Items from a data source
··········
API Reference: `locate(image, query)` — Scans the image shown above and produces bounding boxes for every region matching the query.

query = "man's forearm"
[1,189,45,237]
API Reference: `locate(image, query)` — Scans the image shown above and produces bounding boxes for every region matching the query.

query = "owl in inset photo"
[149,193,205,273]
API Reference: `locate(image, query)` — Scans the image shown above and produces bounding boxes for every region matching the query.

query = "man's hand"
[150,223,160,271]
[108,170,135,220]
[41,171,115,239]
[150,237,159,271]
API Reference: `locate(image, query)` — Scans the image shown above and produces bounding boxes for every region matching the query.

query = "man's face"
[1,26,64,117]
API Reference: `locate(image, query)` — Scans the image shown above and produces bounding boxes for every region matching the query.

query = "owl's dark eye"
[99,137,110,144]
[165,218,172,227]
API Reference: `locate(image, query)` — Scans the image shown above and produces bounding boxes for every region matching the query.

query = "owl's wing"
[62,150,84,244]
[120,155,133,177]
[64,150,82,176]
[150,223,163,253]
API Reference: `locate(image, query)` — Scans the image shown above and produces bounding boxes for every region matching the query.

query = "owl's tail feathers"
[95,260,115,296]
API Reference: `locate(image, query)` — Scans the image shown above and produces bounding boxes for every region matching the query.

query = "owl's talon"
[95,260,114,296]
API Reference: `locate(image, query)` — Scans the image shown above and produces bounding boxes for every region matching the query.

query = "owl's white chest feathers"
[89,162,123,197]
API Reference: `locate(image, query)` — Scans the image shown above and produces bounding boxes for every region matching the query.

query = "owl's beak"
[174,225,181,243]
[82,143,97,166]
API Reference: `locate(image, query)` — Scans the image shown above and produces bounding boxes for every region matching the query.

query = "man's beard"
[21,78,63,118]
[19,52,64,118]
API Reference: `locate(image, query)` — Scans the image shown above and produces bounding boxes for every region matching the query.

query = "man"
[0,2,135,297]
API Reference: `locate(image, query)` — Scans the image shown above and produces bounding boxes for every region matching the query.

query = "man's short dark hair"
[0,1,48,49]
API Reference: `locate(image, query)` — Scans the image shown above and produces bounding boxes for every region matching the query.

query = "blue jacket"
··········
> [EXERCISE]: Exactly as written above, copy out all the records.

> [EXPECTED ANSWER]:
API Reference: `locate(image, query)` — Scans the image shown above and produces bounding boxes for every region matching the query.

query = "man's forearm"
[1,189,45,237]
API Reference: `locate(image, query)` — Scans the image shown above and produces bounding boxes for every region matching the query.

query = "owl in inset photo"
[149,193,205,273]
API Reference: `locate(image, query)` — Scans the image shown above and produces bounding boxes for every region matching the query.

query = "man's hand"
[150,223,160,271]
[108,170,135,220]
[41,171,115,239]
[150,237,159,271]
API Reference: `locate(image, query)` — Scans the image shown above and produces bounding boxes for every region matching the query.

query = "man's face"
[1,26,64,117]
API Reference: `locate(image, query)` — Scans the image shown above and produces bounding boxes for every region matching the query.

query = "owl's dark eye"
[99,137,110,144]
[165,218,172,227]
API Reference: `locate(image, query)` — Scans the image shown above and produces bounding boxes for every region matching the query.

query = "owl's wing"
[62,150,84,244]
[120,155,133,177]
[64,150,82,176]
[150,223,163,253]
API Reference: `locate(image, query)` — Scans the image shown above and produces bounding boxes for every region matching the query.

query = "owl's tail feathers"
[95,260,115,296]
API Reference: `locate(image, query)` — Scans the image shown above and produces bounding boxes for every region matching the query.

query = "owl's talon"
[95,260,114,296]
API Reference: `locate(image, query)` — Scans the image shown above and produces bounding boxes for every region matching the query.

query = "owl's white chest feathers"
[89,162,123,197]
API Reference: `locate(image, query)` — Scans the image shown above and produces bounding boxes for every region matching the query.

query = "owl's beak"
[174,225,181,243]
[82,143,97,166]
API Reference: `locate(image, query)` — Scans the image shown above and produces bounding boxes for every region matching the query.

query = "man's beard"
[21,78,63,118]
[19,52,64,118]
API Reference: `locate(image, query)` — Scans the image shown above and produces bounding boxes for every region matching the query.

query = "man"
[0,2,135,297]
API Reference: `locate(image, query)` — Scans the image shown above and produces bounding boxes for every region matching the query.

query = "man's short dark hair"
[0,1,48,49]
API Reference: `locate(image, query)` — Scans the image shown above and produces bounding boxes for every region matching the query.

query = "blue jacket"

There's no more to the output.